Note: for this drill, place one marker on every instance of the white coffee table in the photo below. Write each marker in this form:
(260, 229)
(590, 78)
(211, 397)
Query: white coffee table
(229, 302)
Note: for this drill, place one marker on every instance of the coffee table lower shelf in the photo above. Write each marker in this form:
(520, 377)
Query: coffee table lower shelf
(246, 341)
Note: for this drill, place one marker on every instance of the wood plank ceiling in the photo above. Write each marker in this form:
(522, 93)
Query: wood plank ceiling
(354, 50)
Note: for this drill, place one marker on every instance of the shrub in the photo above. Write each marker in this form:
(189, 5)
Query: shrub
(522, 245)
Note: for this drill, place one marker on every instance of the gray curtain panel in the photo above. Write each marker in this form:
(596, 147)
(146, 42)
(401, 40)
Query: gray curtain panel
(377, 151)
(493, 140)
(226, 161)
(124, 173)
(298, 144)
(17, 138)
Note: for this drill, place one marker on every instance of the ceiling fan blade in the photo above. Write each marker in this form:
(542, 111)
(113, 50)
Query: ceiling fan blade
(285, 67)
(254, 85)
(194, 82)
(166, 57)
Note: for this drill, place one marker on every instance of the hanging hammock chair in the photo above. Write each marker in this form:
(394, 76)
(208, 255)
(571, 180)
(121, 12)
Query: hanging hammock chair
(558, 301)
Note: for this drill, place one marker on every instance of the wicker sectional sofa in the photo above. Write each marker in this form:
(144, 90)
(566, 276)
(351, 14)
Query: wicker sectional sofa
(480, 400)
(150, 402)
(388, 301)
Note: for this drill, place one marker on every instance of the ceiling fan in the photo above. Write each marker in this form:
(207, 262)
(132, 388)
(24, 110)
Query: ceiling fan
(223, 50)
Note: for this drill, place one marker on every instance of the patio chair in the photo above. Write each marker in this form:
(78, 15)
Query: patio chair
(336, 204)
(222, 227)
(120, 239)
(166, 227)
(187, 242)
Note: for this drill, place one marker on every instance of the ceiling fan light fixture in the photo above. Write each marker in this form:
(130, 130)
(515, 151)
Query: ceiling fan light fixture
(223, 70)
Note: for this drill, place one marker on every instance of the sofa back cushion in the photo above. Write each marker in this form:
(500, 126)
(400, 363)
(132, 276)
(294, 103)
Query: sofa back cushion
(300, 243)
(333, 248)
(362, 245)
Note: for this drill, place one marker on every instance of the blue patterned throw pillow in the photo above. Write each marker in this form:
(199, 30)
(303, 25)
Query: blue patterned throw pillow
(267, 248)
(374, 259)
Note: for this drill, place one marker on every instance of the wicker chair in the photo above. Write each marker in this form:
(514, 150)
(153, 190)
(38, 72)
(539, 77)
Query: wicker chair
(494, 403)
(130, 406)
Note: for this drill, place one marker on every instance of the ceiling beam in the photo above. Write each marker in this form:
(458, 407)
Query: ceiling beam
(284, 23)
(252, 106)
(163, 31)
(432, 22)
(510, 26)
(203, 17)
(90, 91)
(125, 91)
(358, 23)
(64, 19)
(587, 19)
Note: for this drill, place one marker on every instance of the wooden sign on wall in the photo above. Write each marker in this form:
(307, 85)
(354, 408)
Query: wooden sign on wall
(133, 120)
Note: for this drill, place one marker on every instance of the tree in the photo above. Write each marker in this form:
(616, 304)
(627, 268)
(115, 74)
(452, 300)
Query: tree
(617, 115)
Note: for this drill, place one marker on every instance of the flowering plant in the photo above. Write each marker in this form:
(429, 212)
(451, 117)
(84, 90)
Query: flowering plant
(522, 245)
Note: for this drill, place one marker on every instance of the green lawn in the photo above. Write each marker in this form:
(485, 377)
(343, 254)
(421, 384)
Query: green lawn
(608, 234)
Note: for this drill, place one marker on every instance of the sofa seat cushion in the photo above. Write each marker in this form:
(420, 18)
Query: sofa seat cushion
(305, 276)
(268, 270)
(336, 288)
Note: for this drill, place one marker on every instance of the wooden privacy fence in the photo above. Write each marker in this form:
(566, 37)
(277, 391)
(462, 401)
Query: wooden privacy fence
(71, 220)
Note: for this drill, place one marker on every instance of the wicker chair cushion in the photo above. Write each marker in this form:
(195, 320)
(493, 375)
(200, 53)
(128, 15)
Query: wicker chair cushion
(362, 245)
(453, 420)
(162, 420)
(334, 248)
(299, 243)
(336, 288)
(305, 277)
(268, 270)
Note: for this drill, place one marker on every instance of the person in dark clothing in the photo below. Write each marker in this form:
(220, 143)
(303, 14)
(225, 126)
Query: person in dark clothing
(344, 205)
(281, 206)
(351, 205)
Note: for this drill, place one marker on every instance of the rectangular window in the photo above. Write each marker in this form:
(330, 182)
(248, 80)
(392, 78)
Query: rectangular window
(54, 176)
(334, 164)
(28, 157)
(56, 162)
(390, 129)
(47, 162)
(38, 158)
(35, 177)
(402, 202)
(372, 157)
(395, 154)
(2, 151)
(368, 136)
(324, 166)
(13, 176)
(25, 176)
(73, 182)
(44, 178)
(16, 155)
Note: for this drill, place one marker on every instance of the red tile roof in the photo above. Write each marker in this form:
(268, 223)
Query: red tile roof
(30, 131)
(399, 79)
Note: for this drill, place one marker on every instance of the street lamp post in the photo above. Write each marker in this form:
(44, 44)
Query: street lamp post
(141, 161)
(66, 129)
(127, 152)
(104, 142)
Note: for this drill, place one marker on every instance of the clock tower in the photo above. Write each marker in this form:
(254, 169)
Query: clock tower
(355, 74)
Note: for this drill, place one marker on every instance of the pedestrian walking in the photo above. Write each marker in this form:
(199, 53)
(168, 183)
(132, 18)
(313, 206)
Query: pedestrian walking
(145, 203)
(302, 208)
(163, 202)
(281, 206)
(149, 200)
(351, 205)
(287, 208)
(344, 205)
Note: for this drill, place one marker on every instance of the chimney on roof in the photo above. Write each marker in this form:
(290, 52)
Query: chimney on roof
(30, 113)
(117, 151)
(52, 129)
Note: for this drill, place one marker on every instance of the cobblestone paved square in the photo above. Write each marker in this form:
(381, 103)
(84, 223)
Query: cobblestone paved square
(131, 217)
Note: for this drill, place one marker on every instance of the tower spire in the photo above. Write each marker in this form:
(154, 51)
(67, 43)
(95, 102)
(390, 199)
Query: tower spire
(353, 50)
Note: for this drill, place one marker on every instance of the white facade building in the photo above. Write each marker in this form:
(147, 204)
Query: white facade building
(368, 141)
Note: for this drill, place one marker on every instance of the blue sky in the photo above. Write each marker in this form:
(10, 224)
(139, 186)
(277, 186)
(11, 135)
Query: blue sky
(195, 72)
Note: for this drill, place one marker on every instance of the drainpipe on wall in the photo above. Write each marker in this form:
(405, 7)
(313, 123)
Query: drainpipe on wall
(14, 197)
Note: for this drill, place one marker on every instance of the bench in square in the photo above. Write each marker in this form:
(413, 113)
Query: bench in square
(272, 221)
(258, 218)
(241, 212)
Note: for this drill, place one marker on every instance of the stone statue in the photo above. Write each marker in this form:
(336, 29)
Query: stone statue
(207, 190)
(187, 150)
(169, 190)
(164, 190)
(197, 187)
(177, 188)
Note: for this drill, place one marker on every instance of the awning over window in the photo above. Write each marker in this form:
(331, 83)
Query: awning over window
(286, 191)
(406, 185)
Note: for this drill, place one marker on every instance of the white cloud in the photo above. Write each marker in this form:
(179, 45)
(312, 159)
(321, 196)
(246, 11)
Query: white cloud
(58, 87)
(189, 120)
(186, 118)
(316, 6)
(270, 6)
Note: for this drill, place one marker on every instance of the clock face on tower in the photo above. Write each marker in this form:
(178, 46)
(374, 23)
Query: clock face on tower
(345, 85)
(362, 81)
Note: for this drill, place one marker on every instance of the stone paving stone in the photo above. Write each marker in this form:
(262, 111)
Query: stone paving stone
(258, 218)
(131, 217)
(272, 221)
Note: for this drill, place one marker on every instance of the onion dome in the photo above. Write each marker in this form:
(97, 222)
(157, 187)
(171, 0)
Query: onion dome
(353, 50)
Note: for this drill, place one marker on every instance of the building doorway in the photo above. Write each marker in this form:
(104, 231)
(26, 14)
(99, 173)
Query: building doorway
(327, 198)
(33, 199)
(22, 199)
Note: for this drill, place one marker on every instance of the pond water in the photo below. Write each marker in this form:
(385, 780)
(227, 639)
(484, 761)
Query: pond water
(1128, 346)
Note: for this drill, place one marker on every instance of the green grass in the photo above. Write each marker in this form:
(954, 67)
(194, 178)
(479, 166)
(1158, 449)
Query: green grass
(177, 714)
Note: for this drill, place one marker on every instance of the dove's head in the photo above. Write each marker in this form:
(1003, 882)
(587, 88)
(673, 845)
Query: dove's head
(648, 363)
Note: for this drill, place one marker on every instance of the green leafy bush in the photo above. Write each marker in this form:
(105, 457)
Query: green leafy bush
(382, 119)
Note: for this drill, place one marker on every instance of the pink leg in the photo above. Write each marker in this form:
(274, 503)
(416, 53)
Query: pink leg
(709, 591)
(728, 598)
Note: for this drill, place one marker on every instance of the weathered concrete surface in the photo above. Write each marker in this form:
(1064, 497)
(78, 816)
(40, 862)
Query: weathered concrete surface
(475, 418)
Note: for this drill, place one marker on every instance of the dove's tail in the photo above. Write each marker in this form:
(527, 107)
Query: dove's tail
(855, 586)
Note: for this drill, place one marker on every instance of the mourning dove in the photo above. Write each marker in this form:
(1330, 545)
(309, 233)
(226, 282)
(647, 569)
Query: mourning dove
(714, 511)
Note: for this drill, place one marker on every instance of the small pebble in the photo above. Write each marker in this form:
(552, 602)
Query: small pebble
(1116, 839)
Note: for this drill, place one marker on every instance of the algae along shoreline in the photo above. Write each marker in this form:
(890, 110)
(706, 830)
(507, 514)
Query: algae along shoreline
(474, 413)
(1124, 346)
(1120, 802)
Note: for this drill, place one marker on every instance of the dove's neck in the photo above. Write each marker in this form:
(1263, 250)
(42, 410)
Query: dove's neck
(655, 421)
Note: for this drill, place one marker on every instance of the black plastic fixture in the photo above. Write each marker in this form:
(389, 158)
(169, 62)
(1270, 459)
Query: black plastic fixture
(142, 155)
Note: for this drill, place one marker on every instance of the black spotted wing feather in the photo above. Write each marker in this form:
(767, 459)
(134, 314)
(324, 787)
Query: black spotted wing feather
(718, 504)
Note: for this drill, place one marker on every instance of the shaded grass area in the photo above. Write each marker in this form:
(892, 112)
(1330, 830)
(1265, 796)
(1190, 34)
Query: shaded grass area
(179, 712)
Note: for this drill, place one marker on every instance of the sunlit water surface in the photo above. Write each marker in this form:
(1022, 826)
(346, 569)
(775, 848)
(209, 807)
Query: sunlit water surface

> **WRITTEN INSTRUCTION**
Set down nothing but the lines from the one with "the dove's neck" through the end of the records, keeping each line exactly as written and including both ends.

> **RESPONSE TO THIS EXERCISE**
Note: for this drill, place one marker on every instance of the dove's neck in the photo above. Write each marker in this form:
(1263, 250)
(42, 410)
Query: dove's neck
(655, 421)
Note: for this drill, place one marker on every instance of the black plastic fixture in the photo above. Write each marker in this form:
(389, 158)
(169, 62)
(1270, 459)
Query: black plastic fixture
(142, 155)
Note: for this drill, place one marker on every instance of the black spotted wing feather in the photo above. Write each marker in this form:
(767, 459)
(134, 314)
(324, 787)
Query: black spotted wing feather
(718, 504)
Note: for this drill, place one marker on every instance of the shaded grass area in the photo above. Write each marker in this form:
(892, 112)
(1330, 830)
(1265, 796)
(1190, 34)
Query: shaded grass area
(179, 712)
Note: for this drill, place one marker on every instance of the sunlit water surface in the photo above. Write each marker in this form:
(1022, 826)
(346, 569)
(775, 848)
(209, 807)
Query: sunlit water surface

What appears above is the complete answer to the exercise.